The reply should contain every line of the data, repeated exactly, and no pictures.

(Information provided)

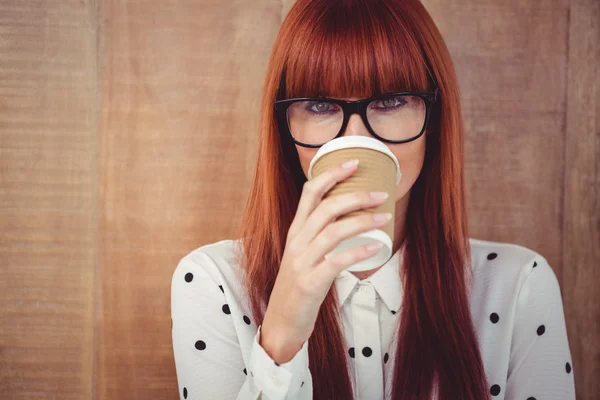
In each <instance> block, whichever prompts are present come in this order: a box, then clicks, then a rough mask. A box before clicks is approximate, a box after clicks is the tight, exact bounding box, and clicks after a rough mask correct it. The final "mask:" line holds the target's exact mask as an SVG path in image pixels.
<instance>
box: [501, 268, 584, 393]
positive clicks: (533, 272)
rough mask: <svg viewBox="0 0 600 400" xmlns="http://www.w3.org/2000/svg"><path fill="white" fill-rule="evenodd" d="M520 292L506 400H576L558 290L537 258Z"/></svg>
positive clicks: (559, 288)
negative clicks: (533, 399) (529, 399)
mask: <svg viewBox="0 0 600 400" xmlns="http://www.w3.org/2000/svg"><path fill="white" fill-rule="evenodd" d="M530 268H531V271H530V272H529V274H528V276H527V277H526V278H525V281H524V283H523V286H522V287H521V290H520V292H519V295H518V298H517V304H516V310H515V321H514V326H513V332H512V344H511V354H510V361H509V370H508V377H507V391H506V399H507V400H517V399H519V400H522V399H545V400H548V399H555V400H575V382H574V377H573V374H574V372H573V367H572V360H571V352H570V350H569V342H568V339H567V329H566V324H565V316H564V311H563V303H562V297H561V291H560V287H559V283H558V280H557V278H556V275H555V273H554V271H553V270H552V268H551V267H550V265H549V264H548V262H547V261H546V259H544V258H543V257H541V258H538V259H537V260H536V261H535V262H534V263H533V266H532V267H530Z"/></svg>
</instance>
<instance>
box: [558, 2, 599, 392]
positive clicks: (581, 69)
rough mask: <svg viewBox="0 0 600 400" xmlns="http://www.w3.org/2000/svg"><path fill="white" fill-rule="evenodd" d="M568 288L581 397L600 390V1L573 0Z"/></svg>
mask: <svg viewBox="0 0 600 400" xmlns="http://www.w3.org/2000/svg"><path fill="white" fill-rule="evenodd" d="M569 26H570V28H569V47H568V48H569V71H568V79H569V87H568V91H567V101H566V110H565V111H566V118H567V124H566V129H565V134H566V138H567V140H566V142H565V144H566V148H565V152H566V163H565V171H564V177H565V179H564V187H563V193H564V223H563V227H564V228H563V260H562V261H563V272H562V283H563V285H562V291H563V299H564V300H565V315H566V318H567V328H568V334H569V343H570V345H571V353H572V356H573V372H574V374H575V388H576V390H577V393H578V398H582V399H592V398H598V393H600V384H599V383H598V378H599V377H600V290H599V289H598V284H599V283H600V168H599V167H600V2H598V1H595V0H582V1H572V2H571V8H570V24H569Z"/></svg>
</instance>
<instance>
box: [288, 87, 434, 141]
mask: <svg viewBox="0 0 600 400" xmlns="http://www.w3.org/2000/svg"><path fill="white" fill-rule="evenodd" d="M425 110H426V106H425V101H424V100H423V99H422V98H421V97H418V96H410V95H401V96H393V97H386V98H382V99H378V100H374V101H372V102H371V103H369V104H368V105H367V120H368V121H369V125H371V128H372V129H373V131H375V133H376V134H377V135H379V136H381V137H383V138H384V139H388V140H406V139H411V138H413V137H415V136H417V135H418V134H419V133H420V132H421V130H422V129H423V125H424V123H425ZM287 120H288V125H289V127H290V132H291V134H292V136H293V137H294V138H295V139H296V140H298V141H300V142H302V143H305V144H315V145H317V144H323V143H325V142H328V141H329V140H331V139H333V138H334V137H335V136H336V135H337V134H338V133H339V131H340V129H341V127H342V123H343V122H344V114H343V110H342V107H341V106H340V105H339V104H335V103H332V102H329V101H325V100H318V101H317V100H310V101H297V102H294V103H292V104H291V105H290V106H289V108H288V110H287Z"/></svg>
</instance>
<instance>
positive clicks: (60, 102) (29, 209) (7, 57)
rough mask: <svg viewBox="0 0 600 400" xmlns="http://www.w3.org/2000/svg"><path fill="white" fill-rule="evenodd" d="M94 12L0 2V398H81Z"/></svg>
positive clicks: (86, 370)
mask: <svg viewBox="0 0 600 400" xmlns="http://www.w3.org/2000/svg"><path fill="white" fill-rule="evenodd" d="M94 24H95V18H94V13H93V6H92V5H90V3H88V2H79V1H70V0H64V1H61V2H59V3H58V2H42V1H27V2H23V1H0V263H1V267H0V398H1V399H6V400H18V399H27V400H31V399H61V400H66V399H73V400H75V399H77V400H79V399H84V398H90V397H91V394H92V385H93V370H92V365H93V364H92V359H93V356H94V346H93V332H94V309H93V306H94V301H93V300H94V277H95V268H96V266H97V263H96V255H97V247H98V241H97V230H96V218H97V214H96V204H97V203H96V202H97V180H96V178H95V176H96V173H97V158H96V151H97V146H96V140H97V131H96V123H95V110H96V108H97V107H96V72H95V71H96V69H95V68H96V51H95V37H96V36H95V27H94V26H95V25H94Z"/></svg>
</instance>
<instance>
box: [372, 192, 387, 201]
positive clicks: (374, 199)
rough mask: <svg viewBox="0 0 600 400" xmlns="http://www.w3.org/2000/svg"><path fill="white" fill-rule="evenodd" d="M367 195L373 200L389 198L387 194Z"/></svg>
mask: <svg viewBox="0 0 600 400" xmlns="http://www.w3.org/2000/svg"><path fill="white" fill-rule="evenodd" d="M369 195H370V196H371V198H372V199H373V200H383V199H387V198H388V197H389V194H388V193H387V192H371V193H369Z"/></svg>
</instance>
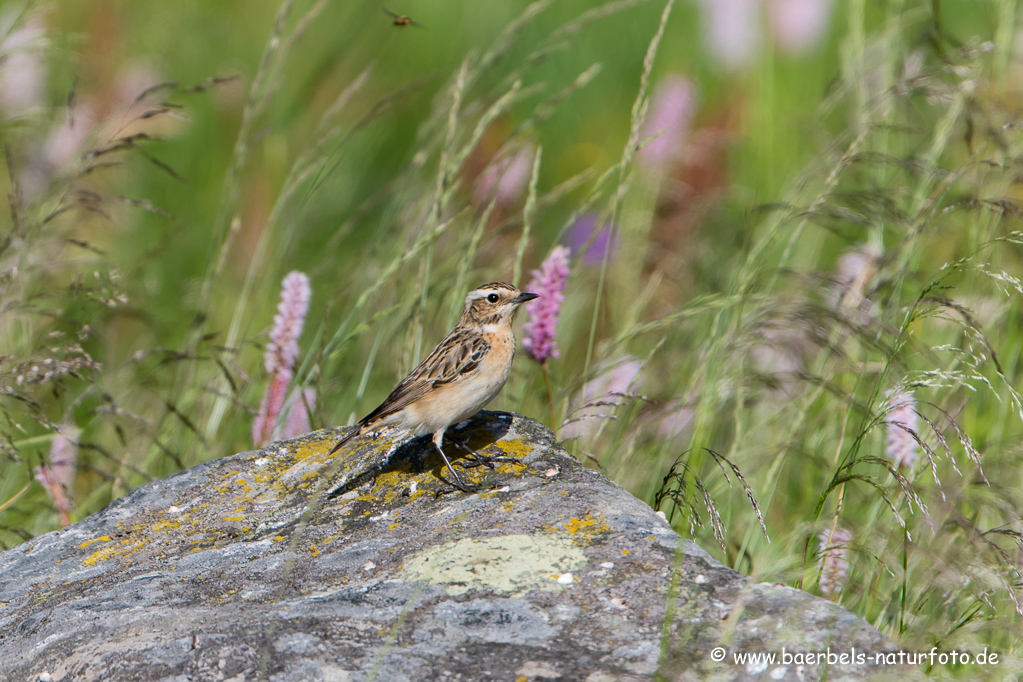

(End Information provided)

→ **Exercise output**
In each <instance> block, whichever prompts are present come in this order: a box, then clicks, then a rough mask. A box before clicks is approximate, a box after clicks is the tight, exact bounding box, and clicks after a rough mask correct it. The final "mask:" line holds the target's exact mask as an SVG path in image pixels.
<instance>
box: [501, 268, 584, 393]
positive clicks: (533, 272)
rough mask: <svg viewBox="0 0 600 400" xmlns="http://www.w3.org/2000/svg"><path fill="white" fill-rule="evenodd" d="M520 292L506 400H576L558 290L537 258Z"/></svg>
positive clicks: (559, 288)
negative clicks: (533, 399) (529, 399)
mask: <svg viewBox="0 0 600 400" xmlns="http://www.w3.org/2000/svg"><path fill="white" fill-rule="evenodd" d="M530 268H531V271H530V272H529V274H528V276H527V277H526V278H525V281H524V283H523V286H522V287H521V290H520V292H519V295H518V298H517V304H516V310H515V321H514V326H513V332H512V344H511V354H510V361H509V370H508V377H507V391H506V399H507V400H517V399H519V400H522V399H545V400H548V399H555V400H575V382H574V377H573V374H574V372H573V367H572V360H571V352H570V350H569V342H568V339H567V329H566V324H565V316H564V311H563V303H562V297H561V291H560V287H559V283H558V280H557V278H556V275H555V273H554V271H553V270H552V268H551V267H550V265H549V264H548V262H547V261H546V259H544V258H543V257H541V258H538V259H537V260H536V261H535V262H534V263H533V266H532V267H530Z"/></svg>
</instance>
<instance>
box: [558, 2, 599, 392]
positive clicks: (581, 69)
rough mask: <svg viewBox="0 0 600 400" xmlns="http://www.w3.org/2000/svg"><path fill="white" fill-rule="evenodd" d="M568 288L581 397L600 390V1L573 0Z"/></svg>
mask: <svg viewBox="0 0 600 400" xmlns="http://www.w3.org/2000/svg"><path fill="white" fill-rule="evenodd" d="M569 26H570V28H569V47H568V48H569V71H568V79H569V87H568V91H567V101H566V110H565V111H566V118H567V124H566V129H565V134H566V138H567V140H566V142H565V144H566V148H565V152H566V163H565V171H564V177H565V179H564V187H563V193H564V223H563V227H564V228H563V260H562V261H563V272H562V283H563V285H562V291H563V299H564V300H565V315H566V318H567V328H568V334H569V343H570V345H571V353H572V356H573V372H574V374H575V388H576V390H577V393H578V398H582V399H592V398H598V393H600V384H599V383H598V378H599V377H600V290H599V289H598V284H599V283H600V168H599V167H600V2H598V1H595V0H582V1H572V2H571V8H570V24H569Z"/></svg>
</instance>
<instance>
box: [288, 87, 434, 141]
mask: <svg viewBox="0 0 600 400" xmlns="http://www.w3.org/2000/svg"><path fill="white" fill-rule="evenodd" d="M425 110H426V106H425V101H424V100H423V99H422V98H421V97H418V96H410V95H401V96H393V97H386V98H382V99H378V100H374V101H372V102H371V103H369V104H368V105H367V120H368V121H369V125H371V128H372V129H373V131H375V133H376V134H377V135H379V136H381V137H383V138H384V139H388V140H406V139H411V138H413V137H415V136H417V135H418V134H419V133H420V132H421V130H422V129H423V125H424V123H425ZM287 120H288V125H289V127H290V132H291V134H292V136H293V137H294V138H295V139H296V140H298V141H300V142H302V143H305V144H315V145H317V144H323V143H325V142H328V141H329V140H331V139H333V138H334V137H335V136H336V135H337V134H338V133H339V131H340V129H341V127H342V123H343V122H344V114H343V110H342V107H341V106H340V105H339V104H335V103H332V102H329V101H325V100H318V101H317V100H310V101H297V102H294V103H292V104H291V105H290V106H289V108H288V110H287Z"/></svg>
</instance>
<instance>
positive clicks: (60, 102) (29, 209) (7, 57)
rough mask: <svg viewBox="0 0 600 400" xmlns="http://www.w3.org/2000/svg"><path fill="white" fill-rule="evenodd" d="M94 12L0 2V398H81Z"/></svg>
positive clicks: (86, 370)
mask: <svg viewBox="0 0 600 400" xmlns="http://www.w3.org/2000/svg"><path fill="white" fill-rule="evenodd" d="M94 24H95V18H94V13H93V6H92V5H90V3H88V2H79V1H70V0H64V1H61V2H59V3H58V2H42V1H27V2H23V1H0V263H1V267H0V398H1V399H6V400H18V399H27V400H31V399H61V400H66V399H73V400H75V399H77V400H79V399H84V398H90V397H91V394H92V385H93V370H92V365H93V364H92V359H93V356H94V346H93V332H94V309H93V306H94V301H93V300H94V277H95V268H96V266H97V263H96V255H97V247H98V241H97V230H96V218H97V214H96V204H97V203H96V202H97V180H96V178H95V176H96V173H97V158H96V151H97V146H96V140H97V131H96V123H95V110H96V108H97V107H96V72H95V71H96V69H95V68H96V51H95V37H96V36H95V27H94V26H95V25H94Z"/></svg>
</instance>
<instance>
box: [372, 192, 387, 201]
positive clicks: (374, 199)
rough mask: <svg viewBox="0 0 600 400" xmlns="http://www.w3.org/2000/svg"><path fill="white" fill-rule="evenodd" d="M367 195L373 200L389 198L387 194Z"/></svg>
mask: <svg viewBox="0 0 600 400" xmlns="http://www.w3.org/2000/svg"><path fill="white" fill-rule="evenodd" d="M369 195H370V196H371V198H372V199H373V200H383V199H387V198H388V197H389V194H388V193H387V192H371V193H369Z"/></svg>
</instance>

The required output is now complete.